▸ Your goal: Copy out each line of the material below with no changes.

Start Record set

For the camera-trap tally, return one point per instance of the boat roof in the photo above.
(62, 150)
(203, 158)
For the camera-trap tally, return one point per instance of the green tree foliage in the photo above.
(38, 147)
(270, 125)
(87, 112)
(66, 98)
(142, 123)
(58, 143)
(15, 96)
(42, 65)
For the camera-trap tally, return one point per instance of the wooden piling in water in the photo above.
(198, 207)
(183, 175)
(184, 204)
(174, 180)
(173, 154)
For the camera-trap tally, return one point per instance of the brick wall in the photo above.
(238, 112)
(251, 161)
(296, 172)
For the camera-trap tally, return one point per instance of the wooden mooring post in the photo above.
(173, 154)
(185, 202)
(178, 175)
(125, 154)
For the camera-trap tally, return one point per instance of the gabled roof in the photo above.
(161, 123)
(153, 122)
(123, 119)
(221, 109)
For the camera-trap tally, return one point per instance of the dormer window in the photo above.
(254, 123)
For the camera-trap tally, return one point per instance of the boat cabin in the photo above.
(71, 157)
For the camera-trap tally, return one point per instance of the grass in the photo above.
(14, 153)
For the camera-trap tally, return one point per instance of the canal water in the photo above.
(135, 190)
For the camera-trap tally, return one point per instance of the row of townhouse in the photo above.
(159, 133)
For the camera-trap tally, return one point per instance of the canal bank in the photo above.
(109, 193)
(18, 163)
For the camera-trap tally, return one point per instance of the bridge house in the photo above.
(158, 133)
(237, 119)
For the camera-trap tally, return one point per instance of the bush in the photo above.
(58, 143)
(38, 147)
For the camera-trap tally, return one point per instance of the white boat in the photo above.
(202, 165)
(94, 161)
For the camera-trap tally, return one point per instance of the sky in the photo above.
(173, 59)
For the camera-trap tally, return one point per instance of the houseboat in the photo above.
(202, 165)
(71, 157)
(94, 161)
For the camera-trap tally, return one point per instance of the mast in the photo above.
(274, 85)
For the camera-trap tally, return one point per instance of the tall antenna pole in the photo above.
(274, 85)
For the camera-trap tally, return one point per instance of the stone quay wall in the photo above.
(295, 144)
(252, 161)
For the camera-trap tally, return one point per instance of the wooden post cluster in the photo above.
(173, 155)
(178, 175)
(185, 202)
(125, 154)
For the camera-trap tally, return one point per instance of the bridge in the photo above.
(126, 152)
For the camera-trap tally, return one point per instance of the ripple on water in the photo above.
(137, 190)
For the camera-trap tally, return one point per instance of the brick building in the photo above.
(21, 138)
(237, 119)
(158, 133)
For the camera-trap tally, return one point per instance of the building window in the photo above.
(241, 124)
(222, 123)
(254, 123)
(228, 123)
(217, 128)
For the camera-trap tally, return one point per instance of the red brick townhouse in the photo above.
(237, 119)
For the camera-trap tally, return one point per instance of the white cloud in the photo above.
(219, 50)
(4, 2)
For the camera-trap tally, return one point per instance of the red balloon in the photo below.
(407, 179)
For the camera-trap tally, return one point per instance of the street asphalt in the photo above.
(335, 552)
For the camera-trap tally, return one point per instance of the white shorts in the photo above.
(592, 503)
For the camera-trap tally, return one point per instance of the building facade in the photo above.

End Record set

▸ Solution for this problem:
For the camera-trap tally, return one point per instance of the boat roof in the photo above.
(62, 150)
(203, 158)
For the camera-trap tally, return one point per instance of the green tree foliage in the photo above.
(38, 147)
(270, 125)
(87, 112)
(66, 98)
(142, 123)
(58, 143)
(15, 96)
(42, 65)
For the camera-trap tally, return one point per instance of the wooden piling in water in the photo above.
(198, 207)
(183, 175)
(184, 204)
(174, 180)
(173, 154)
For the camera-trap tally, return one point per instance of the brick wall in the photo above.
(238, 112)
(251, 161)
(296, 172)
For the camera-trap tally, return one point per instance of the wooden mooring post in the photo above.
(173, 154)
(185, 202)
(178, 175)
(125, 154)
For the camera-trap tally, return one point per instance of the gabled roof in the photo above.
(161, 123)
(153, 122)
(123, 119)
(221, 109)
For the camera-trap tally, return one point per instance of the dormer window in the photo above.
(254, 123)
For the camera-trap tally, return one point per instance of the boat cabin in the photo above.
(71, 157)
For the camera-trap tally, return one point per instance of the grass in the photo above.
(14, 153)
For the camera-trap tally, return one point per instance of the canal water in the photo above.
(135, 190)
For the camera-trap tally, return one point per instance of the row of townhouse in the photo above.
(159, 133)
For the camera-trap tally, return one point per instance of the canal bank in the photo above.
(109, 193)
(18, 163)
For the camera-trap tally, return one point per instance of the bridge house in the photo above.
(158, 133)
(237, 119)
For the camera-trap tally, return one point per instance of the bush in the photo above.
(58, 143)
(38, 147)
For the camera-trap tally, return one point per instance of the white boat in the photo above.
(202, 165)
(94, 161)
For the camera-trap tally, return one point per instance of the sky in the photo above.
(173, 59)
For the camera-trap tally, return one point per instance of the houseboat in the photo above.
(202, 165)
(71, 157)
(94, 161)
For the camera-trap tally, return one point per instance of the mast in the photo above.
(274, 85)
For the camera-trap tally, return one point per instance of the tall antenna pole in the photo above.
(274, 85)
For the camera-trap tally, return one point per instance of the stone quay wall in the photo above.
(295, 144)
(252, 161)
For the camera-trap tally, return one point per instance of the wooden post cluster in the photo above.
(173, 155)
(178, 175)
(185, 202)
(125, 154)
For the camera-trap tally, return one point per instance of the bridge in the photo above.
(126, 152)
For the camera-trap tally, return one point per instance of the ripple on water in the photo above.
(137, 190)
For the camera-trap tally, return one point per instance of the brick building in the photo above.
(21, 138)
(237, 119)
(158, 133)
For the camera-trap tally, return one point per instance of the building window in the photo above.
(241, 124)
(222, 123)
(254, 123)
(228, 123)
(217, 128)
For the camera-trap tally, return one point per instance of the red brick townhouse in the photo above.
(237, 119)
For the camera-trap tally, return one point per instance of the white cloud in the photo above.
(219, 50)
(4, 2)
For the camera-trap tally, return one point per instance of the red balloon in the photo below.
(407, 179)
For the camera-trap tally, return one point per instance of the street asphalt in the photo above.
(335, 552)
For the camera-trap tally, return one point per instance of the white shorts in the photo above.
(592, 503)
For the camera-trap tally, return one point per instance of the building facade in the photo above.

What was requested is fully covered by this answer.